### READING TEXT:
= Beginning of Section =

Stephan Kinsella - 12/12/2005

Well, it's not *that* simple--the way you put it is a bit question-begging, where you inserted "cause". That is the question. My personal view is that the parent is indeed a cause of the infant sufferering if he is not provided for; most libertarians, I believe, would not agree with this.
I discuss a more general theory of libertarian causation that would encompass such a view in Causation and Aggression, and have written before on a related issue (Louisiana's forced heirship law) in this LRC post, License to Breed?.

Steven Horwitz - 12/11/2005

Thank you Michael, those are all valid and helpful concerns. I think as this project becomes broader, I will be addressing those more thoroughly. This particular paper had a different purpose in play. But again, thanks so much.

Roderick T. Long - 12/11/2005

Two complicating points:

1. Under the present system, what counts as effective medicine and what counts as quackery is decided by the government, often in the interests of the medical establishment. Forms of treatment (ranging from acupuncture to Christian Science) are often rejected as quackery for reasons having more to do with dominant state-enforced paradigms than with real differences in effectiveness.

2. Certainly libertarians will grant that an adult has the right to refuse medical treatment on religious grounds. What about a child -- is a child competent to exercise religious-freedom rights on his or her own behalf? And if not, is it the state or the parent that has the right to exercise religious-freedom rights on the child's behalf?

= End of Section =

### DATA UNDER STUDY:
= Beginning of Section =

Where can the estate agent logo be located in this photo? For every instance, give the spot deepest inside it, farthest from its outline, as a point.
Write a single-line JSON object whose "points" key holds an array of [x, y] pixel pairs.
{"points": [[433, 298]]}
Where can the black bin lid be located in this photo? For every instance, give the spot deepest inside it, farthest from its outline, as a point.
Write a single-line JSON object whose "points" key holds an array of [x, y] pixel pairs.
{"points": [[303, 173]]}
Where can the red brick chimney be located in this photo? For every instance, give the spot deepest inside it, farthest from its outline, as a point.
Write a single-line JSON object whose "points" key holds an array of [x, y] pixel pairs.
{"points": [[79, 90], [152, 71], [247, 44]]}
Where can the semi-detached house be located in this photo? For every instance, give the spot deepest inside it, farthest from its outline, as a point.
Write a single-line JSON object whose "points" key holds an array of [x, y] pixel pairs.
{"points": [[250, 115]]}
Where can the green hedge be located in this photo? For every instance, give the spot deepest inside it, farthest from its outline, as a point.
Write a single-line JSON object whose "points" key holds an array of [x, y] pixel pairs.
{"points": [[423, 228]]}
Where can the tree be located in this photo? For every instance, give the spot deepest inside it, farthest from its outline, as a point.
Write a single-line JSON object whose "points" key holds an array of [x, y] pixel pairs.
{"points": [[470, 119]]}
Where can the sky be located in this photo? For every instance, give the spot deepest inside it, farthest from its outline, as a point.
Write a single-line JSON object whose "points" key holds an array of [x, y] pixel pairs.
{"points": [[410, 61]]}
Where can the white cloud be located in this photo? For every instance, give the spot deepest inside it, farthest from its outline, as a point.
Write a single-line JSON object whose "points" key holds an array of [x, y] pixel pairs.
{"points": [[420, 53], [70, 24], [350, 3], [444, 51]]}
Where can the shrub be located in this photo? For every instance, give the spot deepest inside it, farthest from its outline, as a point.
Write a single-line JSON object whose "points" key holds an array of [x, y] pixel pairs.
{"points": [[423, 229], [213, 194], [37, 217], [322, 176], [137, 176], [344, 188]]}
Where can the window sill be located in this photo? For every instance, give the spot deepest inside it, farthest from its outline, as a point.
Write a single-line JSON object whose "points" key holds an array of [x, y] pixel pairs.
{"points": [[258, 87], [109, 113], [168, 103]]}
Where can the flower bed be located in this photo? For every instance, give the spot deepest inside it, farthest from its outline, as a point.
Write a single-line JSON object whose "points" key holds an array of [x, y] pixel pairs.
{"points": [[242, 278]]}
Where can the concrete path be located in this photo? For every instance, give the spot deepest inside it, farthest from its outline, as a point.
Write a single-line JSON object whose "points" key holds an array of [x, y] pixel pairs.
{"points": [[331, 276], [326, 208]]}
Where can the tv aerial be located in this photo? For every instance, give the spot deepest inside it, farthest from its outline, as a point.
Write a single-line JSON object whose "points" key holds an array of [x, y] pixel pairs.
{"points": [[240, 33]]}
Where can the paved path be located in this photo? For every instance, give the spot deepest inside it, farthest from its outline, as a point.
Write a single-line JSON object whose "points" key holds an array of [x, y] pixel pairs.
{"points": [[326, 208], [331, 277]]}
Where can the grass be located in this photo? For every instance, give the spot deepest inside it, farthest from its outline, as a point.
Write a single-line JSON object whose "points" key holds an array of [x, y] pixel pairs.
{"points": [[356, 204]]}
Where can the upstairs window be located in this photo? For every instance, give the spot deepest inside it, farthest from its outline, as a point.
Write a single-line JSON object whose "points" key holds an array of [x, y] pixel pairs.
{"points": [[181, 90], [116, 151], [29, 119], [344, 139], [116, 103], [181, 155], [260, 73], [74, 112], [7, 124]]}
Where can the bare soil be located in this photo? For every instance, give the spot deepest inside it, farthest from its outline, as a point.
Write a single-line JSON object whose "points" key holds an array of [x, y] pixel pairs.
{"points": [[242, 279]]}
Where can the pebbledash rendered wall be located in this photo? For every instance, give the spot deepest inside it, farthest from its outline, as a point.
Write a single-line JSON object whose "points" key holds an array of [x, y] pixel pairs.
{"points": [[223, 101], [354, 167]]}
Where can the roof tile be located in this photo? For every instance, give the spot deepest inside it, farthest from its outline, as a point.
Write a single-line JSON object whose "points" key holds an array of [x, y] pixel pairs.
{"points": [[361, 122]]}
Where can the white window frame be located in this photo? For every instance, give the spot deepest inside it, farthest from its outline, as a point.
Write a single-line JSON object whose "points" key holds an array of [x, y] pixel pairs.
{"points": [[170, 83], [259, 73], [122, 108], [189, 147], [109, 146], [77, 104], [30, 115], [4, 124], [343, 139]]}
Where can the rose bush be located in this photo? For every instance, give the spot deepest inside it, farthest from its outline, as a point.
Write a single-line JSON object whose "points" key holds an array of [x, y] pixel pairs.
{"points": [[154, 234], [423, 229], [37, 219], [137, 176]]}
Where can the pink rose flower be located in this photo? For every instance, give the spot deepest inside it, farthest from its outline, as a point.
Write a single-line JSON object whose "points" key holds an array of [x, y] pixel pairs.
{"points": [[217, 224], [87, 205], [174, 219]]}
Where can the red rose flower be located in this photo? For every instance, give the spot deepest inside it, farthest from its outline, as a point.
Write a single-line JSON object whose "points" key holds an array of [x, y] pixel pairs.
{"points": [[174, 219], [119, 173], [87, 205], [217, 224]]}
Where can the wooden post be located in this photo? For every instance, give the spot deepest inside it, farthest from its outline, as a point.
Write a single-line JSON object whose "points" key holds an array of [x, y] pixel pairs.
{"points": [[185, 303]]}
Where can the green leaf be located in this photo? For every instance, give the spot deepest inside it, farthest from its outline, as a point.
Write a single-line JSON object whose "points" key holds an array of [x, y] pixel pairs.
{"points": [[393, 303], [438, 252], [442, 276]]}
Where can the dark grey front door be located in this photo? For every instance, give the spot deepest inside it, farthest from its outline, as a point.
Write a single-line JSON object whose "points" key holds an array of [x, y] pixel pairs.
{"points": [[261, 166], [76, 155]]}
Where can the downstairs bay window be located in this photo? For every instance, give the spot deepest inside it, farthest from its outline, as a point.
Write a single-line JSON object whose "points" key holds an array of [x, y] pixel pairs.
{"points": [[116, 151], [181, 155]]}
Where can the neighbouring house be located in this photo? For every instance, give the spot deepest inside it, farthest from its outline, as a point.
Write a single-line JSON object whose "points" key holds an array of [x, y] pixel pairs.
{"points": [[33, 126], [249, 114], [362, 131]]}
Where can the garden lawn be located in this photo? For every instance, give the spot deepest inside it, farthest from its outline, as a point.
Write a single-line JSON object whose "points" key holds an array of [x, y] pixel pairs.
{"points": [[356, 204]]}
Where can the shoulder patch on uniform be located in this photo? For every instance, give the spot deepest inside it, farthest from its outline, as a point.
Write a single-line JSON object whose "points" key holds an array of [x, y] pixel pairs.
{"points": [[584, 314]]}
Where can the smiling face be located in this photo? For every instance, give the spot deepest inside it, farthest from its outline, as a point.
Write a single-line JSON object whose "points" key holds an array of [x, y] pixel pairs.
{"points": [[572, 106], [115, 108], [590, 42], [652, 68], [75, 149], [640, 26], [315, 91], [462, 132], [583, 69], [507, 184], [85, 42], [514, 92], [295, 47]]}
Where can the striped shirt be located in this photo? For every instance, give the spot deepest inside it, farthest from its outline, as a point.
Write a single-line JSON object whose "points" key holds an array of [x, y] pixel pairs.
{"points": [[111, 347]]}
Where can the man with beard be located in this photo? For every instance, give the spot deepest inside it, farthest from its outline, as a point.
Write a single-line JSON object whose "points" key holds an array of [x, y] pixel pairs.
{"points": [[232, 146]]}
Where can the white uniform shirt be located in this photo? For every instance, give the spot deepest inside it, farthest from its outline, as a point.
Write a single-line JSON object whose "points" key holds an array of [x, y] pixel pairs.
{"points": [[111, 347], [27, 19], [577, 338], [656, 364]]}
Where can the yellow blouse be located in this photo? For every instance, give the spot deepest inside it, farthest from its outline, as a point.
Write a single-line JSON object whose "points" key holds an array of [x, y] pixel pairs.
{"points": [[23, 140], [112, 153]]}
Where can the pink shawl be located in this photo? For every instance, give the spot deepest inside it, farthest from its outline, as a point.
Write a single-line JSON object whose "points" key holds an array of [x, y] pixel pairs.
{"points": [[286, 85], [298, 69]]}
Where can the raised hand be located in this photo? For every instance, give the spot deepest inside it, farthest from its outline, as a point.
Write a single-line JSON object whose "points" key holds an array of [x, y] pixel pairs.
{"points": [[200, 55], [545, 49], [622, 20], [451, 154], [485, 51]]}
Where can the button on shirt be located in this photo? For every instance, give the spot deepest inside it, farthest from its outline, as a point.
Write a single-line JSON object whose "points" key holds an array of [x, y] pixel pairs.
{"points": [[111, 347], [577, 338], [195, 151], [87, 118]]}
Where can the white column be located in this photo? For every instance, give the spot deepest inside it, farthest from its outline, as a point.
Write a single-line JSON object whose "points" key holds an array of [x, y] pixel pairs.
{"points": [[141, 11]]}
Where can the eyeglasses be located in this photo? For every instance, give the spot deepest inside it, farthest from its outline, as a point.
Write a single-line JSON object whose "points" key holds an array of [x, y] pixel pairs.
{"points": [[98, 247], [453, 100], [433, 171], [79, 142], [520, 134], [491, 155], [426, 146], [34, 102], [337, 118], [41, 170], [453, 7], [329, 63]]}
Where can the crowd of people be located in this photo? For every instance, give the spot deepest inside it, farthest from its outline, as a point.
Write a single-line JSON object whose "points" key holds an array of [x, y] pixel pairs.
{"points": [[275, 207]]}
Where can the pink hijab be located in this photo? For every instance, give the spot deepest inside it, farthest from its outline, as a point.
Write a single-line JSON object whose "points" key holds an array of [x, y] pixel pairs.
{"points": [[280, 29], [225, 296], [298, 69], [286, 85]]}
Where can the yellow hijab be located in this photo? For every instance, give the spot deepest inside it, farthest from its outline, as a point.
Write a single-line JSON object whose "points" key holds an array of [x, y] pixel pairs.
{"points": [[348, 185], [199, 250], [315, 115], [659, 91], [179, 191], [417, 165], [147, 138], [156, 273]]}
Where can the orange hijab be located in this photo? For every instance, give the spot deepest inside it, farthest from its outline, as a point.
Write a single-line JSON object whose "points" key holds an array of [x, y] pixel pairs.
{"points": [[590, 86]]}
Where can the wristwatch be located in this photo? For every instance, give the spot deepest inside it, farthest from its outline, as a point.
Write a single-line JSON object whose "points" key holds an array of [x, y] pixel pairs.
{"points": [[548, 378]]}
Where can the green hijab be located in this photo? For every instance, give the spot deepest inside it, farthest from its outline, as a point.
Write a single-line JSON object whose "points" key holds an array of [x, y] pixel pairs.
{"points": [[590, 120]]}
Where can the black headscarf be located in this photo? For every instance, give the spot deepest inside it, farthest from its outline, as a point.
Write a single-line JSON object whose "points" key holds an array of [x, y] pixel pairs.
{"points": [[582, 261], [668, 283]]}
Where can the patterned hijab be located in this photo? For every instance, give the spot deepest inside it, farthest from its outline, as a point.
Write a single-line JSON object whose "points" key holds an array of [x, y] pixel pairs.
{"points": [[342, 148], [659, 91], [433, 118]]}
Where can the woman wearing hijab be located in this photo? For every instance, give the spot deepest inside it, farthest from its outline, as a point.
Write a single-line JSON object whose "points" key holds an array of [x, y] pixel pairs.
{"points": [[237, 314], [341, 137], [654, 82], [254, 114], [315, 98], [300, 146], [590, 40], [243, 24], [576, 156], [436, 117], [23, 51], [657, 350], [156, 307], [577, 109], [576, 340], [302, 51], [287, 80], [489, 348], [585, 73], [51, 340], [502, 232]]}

= End of Section =

Retype the comment thread from "Well, it's not" to "thanks so much.". The records have no connection to the comment thread.

### FINISHED TASK:
Well, it's not *that* simple--the way you put it is a bit question-begging, where you inserted "cause". That is the question. My personal view is that the parent is indeed a cause of the infant sufferering if he is not provided for; most libertarians, I believe, would not agree with this.
I discuss a more general theory of libertarian causation that would encompass such a view in Causation and Aggression, and have written before on a related issue (Louisiana's forced heirship law) in this LRC post, License to Breed?.

Steven Horwitz - 12/11/2005

Thank you Michael, those are all valid and helpful concerns. I think as this project becomes broader, I will be addressing those more thoroughly. This particular paper had a different purpose in play. But again, thanks so much.